Exactly as written, reproduce all of the entries.

┌─ WORKING DATA

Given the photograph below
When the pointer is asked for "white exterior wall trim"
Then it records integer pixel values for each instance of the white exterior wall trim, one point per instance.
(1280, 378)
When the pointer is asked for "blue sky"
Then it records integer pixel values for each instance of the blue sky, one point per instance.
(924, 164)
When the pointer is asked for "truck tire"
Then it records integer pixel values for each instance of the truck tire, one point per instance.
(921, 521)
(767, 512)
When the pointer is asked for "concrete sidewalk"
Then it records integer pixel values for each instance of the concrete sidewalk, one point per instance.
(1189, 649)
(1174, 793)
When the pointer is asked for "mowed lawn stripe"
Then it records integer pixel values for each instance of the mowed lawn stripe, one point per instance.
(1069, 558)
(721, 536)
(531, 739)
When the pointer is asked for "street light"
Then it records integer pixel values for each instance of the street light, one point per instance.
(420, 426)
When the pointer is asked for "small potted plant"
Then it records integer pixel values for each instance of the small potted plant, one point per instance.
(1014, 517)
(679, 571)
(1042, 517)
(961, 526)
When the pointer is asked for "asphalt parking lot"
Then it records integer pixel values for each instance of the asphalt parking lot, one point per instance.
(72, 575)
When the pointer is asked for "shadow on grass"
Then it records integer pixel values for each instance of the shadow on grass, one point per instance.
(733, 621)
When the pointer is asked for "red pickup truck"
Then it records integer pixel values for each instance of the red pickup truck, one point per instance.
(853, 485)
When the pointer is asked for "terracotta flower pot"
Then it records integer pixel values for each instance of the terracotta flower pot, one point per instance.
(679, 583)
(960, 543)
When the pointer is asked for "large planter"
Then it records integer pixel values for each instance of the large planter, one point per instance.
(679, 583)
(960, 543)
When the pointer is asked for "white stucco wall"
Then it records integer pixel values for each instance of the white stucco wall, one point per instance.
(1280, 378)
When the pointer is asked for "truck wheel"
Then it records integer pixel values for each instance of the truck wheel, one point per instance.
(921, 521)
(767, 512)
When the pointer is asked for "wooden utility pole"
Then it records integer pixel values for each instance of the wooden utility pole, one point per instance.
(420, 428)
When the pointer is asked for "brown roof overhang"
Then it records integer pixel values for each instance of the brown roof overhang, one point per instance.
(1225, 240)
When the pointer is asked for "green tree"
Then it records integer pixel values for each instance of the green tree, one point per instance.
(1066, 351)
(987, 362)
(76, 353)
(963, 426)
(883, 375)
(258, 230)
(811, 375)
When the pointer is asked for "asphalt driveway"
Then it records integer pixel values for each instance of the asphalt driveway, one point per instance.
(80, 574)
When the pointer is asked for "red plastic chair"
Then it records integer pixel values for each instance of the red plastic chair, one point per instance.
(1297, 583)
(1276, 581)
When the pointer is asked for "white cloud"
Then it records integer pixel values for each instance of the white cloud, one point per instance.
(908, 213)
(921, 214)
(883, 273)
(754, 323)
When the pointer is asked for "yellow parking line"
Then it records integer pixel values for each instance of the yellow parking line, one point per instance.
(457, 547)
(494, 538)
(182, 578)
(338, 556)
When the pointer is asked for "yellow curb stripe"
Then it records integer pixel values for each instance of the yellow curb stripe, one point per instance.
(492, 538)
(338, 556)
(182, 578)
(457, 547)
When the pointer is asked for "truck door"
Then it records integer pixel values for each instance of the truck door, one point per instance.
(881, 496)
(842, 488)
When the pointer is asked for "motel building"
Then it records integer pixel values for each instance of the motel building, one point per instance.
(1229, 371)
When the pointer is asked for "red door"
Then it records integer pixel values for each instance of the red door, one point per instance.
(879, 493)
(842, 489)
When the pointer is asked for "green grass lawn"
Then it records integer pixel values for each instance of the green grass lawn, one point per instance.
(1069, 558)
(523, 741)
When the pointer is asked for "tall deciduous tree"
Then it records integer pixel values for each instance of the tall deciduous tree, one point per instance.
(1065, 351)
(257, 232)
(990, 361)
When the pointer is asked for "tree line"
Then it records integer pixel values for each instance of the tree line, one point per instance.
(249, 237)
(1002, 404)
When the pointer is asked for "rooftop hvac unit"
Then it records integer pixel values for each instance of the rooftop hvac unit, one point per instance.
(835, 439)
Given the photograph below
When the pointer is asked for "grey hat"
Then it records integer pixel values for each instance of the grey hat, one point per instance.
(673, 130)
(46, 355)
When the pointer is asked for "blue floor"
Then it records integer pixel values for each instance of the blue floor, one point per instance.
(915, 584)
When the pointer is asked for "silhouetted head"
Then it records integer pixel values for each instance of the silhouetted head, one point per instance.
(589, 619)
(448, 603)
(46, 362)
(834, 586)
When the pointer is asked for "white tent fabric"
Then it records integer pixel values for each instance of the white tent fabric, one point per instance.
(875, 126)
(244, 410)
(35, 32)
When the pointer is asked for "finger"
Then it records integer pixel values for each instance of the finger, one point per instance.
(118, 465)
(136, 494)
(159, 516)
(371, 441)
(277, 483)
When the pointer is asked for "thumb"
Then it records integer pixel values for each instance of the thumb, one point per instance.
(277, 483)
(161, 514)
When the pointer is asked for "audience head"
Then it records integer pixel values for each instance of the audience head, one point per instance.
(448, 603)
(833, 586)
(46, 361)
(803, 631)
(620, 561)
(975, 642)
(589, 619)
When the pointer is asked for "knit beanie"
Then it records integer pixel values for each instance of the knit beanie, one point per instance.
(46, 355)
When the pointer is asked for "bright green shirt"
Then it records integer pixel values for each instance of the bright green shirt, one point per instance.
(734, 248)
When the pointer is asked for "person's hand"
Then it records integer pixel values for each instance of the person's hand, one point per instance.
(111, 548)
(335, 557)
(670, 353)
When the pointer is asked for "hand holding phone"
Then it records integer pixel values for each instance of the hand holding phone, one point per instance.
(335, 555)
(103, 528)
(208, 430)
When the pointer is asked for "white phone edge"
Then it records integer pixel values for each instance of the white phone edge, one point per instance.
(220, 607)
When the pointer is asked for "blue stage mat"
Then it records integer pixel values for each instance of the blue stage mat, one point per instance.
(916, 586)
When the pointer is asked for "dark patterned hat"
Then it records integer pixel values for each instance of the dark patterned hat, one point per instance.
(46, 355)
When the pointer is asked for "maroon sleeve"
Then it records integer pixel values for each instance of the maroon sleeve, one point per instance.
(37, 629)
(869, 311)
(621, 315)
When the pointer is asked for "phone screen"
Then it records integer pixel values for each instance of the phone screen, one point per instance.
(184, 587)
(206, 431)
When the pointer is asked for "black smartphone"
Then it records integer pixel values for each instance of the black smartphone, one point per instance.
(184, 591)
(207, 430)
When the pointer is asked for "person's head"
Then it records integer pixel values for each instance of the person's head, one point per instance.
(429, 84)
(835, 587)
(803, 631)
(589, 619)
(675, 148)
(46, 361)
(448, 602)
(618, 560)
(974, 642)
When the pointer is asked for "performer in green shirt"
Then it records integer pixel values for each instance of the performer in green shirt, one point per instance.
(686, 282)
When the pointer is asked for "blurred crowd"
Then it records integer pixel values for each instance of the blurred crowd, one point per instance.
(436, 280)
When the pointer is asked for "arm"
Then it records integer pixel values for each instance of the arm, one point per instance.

└─

THE ANSWER:
Given the photograph below
When the pointer is asked for "white exterior wall trim"
Then it records integer pixel values for each instance of the white exterior wall trim, one point per instance.
(1280, 378)
When the pointer is asked for "blue sky"
Then it records integer pixel values for each instance of the blue sky, one point per instance.
(924, 164)
When the pointer is asked for "truck tire"
Then it records integer pixel values for each instance of the truck tire, one point per instance.
(921, 521)
(767, 512)
When the pointer is asked for "concrete sidewalk"
Then it records integer pixel values for each instance of the concrete sidewalk, one point per instance.
(1189, 649)
(1174, 793)
When the pointer is asked for "mowed lawn stripe"
Then it records integer pixel values for each instance of the mowed lawn stripe, one point per instance.
(1069, 558)
(721, 536)
(531, 739)
When the pointer is asked for "street light"
Then it records integer pixel values for each instance of the street light, one point per instance.
(420, 426)
When the pointer is asked for "small potted plant"
Then it records integer pixel values for each instance of the small potted plant, one point per instance.
(1014, 517)
(679, 571)
(1042, 517)
(961, 526)
When the pointer is asked for "asphalt parking lot"
Then it records integer pixel values for each instance of the asphalt parking lot, one point per instance.
(72, 575)
When the pointer is asked for "shadow on grass"
Then it records integer pixel values for each instance of the shadow on grass, one point per instance.
(733, 621)
When the pointer is asked for "red pickup truck"
Then it records integer pixel values for each instance of the red pickup truck, one point per instance.
(853, 485)
When the pointer is asked for "terracotta flower pot"
Then it records integer pixel values for each instance of the terracotta flower pot, one point per instance.
(679, 583)
(960, 543)
When the pointer is asked for "large planter"
Then it records integer pixel values for each instance of the large planter, one point per instance.
(679, 583)
(960, 543)
When the pointer is asked for "white stucco wall"
Then it records integer pixel values for each instance of the white stucco wall, one point per instance.
(1280, 378)
When the pointer is asked for "truck wheel"
Then it records integer pixel values for each instance of the truck wheel, one point per instance.
(921, 521)
(767, 512)
When the pointer is asked for "wooden utility pole"
Then it records integer pixel values for each instance of the wooden utility pole, one point per instance.
(420, 428)
When the pointer is asked for "brown roof overhang"
Then it records integer pixel values for each instance of the brown roof overhang, one point per instance.
(1225, 240)
When the pointer is asked for "green tree"
Then it records integer pixel values for each instance of the green tree, one point per instance.
(1066, 351)
(987, 362)
(76, 353)
(963, 426)
(883, 375)
(258, 230)
(811, 375)
When the pointer is asked for "asphalt driveway"
Then it records integer pixel values for each instance of the asphalt driveway, one point per instance.
(80, 574)
When the pointer is asked for "red plastic chair"
Then it records integer pixel values for each instance of the red plastic chair, one point per instance.
(1297, 583)
(1276, 581)
When the pointer is asked for "white cloud"
Then it records integer pixel values for each instance of the white cloud, one point per instance.
(908, 213)
(921, 214)
(883, 273)
(754, 323)
When the pointer is asked for "yellow parking line"
Then it records integer pixel values for each instance of the yellow parking line, one point per instance.
(457, 547)
(494, 538)
(182, 578)
(338, 556)
When the pointer is asked for "yellow curb stripe"
Then it records integer pixel values for each instance of the yellow curb stripe, one point per instance.
(492, 538)
(338, 556)
(182, 578)
(457, 547)
When the pointer is asked for "truck door"
Then it records integer pixel values for each instance of the truck door, one point per instance.
(881, 496)
(842, 488)
When the pointer is asked for "motel building"
Then it records integer pixel values for each instance of the motel building, one point per instance.
(1229, 371)
When the pointer is asked for "red door"
Then it records integer pixel values for each instance of the red door, one point per instance.
(879, 493)
(842, 489)
When the pointer is asked for "green grass lawn"
Then it records integer pixel values for each instance of the green grass lawn, one point per instance.
(1069, 558)
(523, 741)
When the pointer is asked for "tall deciduous tree"
Then it records integer pixel values for each instance of the tall deciduous tree, one point per instance.
(1065, 351)
(257, 232)
(990, 361)
When the pointer is asked for "tree line"
Then it records integer pixel values for each instance of the tree line, one point per instance.
(249, 237)
(1002, 404)
When the pointer is asked for "rooftop hvac unit"
Then it records integer pixel values for each instance of the rooftop hvac unit, one point per instance.
(835, 439)
Given the photograph below
When the pointer is asked for "grey hat"
Then it records integer pixel values for each instance of the grey hat, one point per instance.
(673, 130)
(46, 355)
When the pointer is asked for "blue floor"
Then it records integer pixel values for each instance of the blue floor, one point per instance.
(915, 584)
When the pointer is asked for "silhouetted head"
Then it records integer pixel values for each instance of the silhouetted head, one point per instance.
(589, 619)
(448, 603)
(46, 362)
(834, 586)
When the pointer is asked for "white tent fabric"
Then it records integer pixel values for each instance of the white tent fabric, one point per instance.
(875, 126)
(244, 410)
(35, 32)
When the pointer is asked for "finger"
Then it records integer pixel values for each instance of the finger, one point per instance.
(118, 465)
(136, 494)
(159, 516)
(371, 441)
(277, 483)
When the pointer is asked for "thumb"
Then it records integer pixel values for each instance of the thumb, one point per instance.
(277, 483)
(161, 514)
When the pointer is asked for "audience head"
Then it records integer pixel values for each instance of the audience head, one point per instance.
(448, 603)
(833, 586)
(46, 361)
(803, 631)
(620, 561)
(975, 642)
(589, 619)
When the pointer is asked for "knit beanie"
Then it records integer pixel values for each instance of the knit beanie, one point per instance.
(46, 355)
When the pointer is asked for "bright green shirt"
Then it records integer pixel values for each instance of the bright green shirt, one point per instance.
(734, 248)
When the pointer is asked for "person's hand"
Then it records integer pixel values for each instance of the person's hand, one point per instance.
(111, 548)
(335, 557)
(670, 353)
When the pointer is asked for "hand holding phone"
Then it records integer pixel values for each instance of the hand holding phone, one point per instance.
(335, 555)
(103, 528)
(208, 430)
When the pointer is asked for "white phone edge"
Then it records integer pixel values for each instance of the white phone edge, one point per instance.
(220, 607)
When the pointer is asked for "blue stage mat"
Then it records integer pixel values for each instance of the blue stage mat, one point per instance.
(916, 586)
When the pointer is asked for "dark patterned hat"
Then it records integer pixel values for each instance of the dark patterned hat, one point per instance.
(46, 355)
When the pointer is asked for "maroon sleeve"
Then it records integer pixel values for each instance of the maroon sleeve, one point per instance.
(37, 629)
(869, 311)
(621, 315)
When the pointer is asked for "phone screen"
Then it records integer pixel values for each instance of the phone screen, one point per instance.
(184, 587)
(206, 431)
When the pointer is asked for "black smartphone"
Then it records integer pixel values for each instance of the black smartphone, one point per instance.
(184, 591)
(207, 430)
When the pointer is asked for "person's head"
Then it records integer pixel values for each instance of the person's head, one point per instance.
(429, 84)
(835, 587)
(803, 631)
(589, 619)
(675, 148)
(46, 361)
(448, 602)
(618, 560)
(974, 642)
When the pointer is asked for "performer in green shirt"
Then it records integer pixel values for each instance of the performer in green shirt, one point per instance.
(686, 282)
When the pointer is asked for "blurred crowd"
Then it records integer pixel values for each instance of the blurred crowd, one point per instance.
(436, 280)
When the pointer is asked for "arm"
Then it records integer pixel values for each instance of the arm, one point per instance.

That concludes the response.